Task directions:
Set down, without any change, the stretch of rows from the line containing "of the flag's" through the last of the rows below.

++++++++++++++++++++

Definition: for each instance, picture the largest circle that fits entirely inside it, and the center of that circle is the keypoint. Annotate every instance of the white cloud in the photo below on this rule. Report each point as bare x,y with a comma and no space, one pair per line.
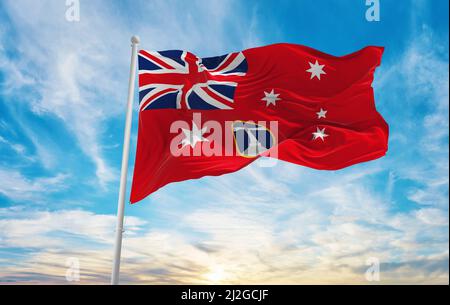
17,187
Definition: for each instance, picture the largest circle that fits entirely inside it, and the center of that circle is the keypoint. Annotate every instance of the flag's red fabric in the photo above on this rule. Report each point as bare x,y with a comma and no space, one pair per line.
323,105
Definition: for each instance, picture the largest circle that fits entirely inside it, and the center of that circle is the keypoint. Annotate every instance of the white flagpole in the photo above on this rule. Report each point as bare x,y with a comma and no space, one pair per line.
124,169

++++++++++++++++++++

Result below:
Definition: for each instance, picture the largest circle that fits entirely inside it, and the center of that circle is the keypoint. Annotate every instance of the flag's red fabric in the photo above on this rule. Report each point as bare x,y with a comma and no space, one pair per line.
323,105
Definition: for each instance, picture the largest circle that fits entirely inside it, and the center of that circle is the keypoint. Annotate every instance of the white flagpole in the photo above on this rule. Report each point as bare x,y with a comma and no space, one pair per line.
124,169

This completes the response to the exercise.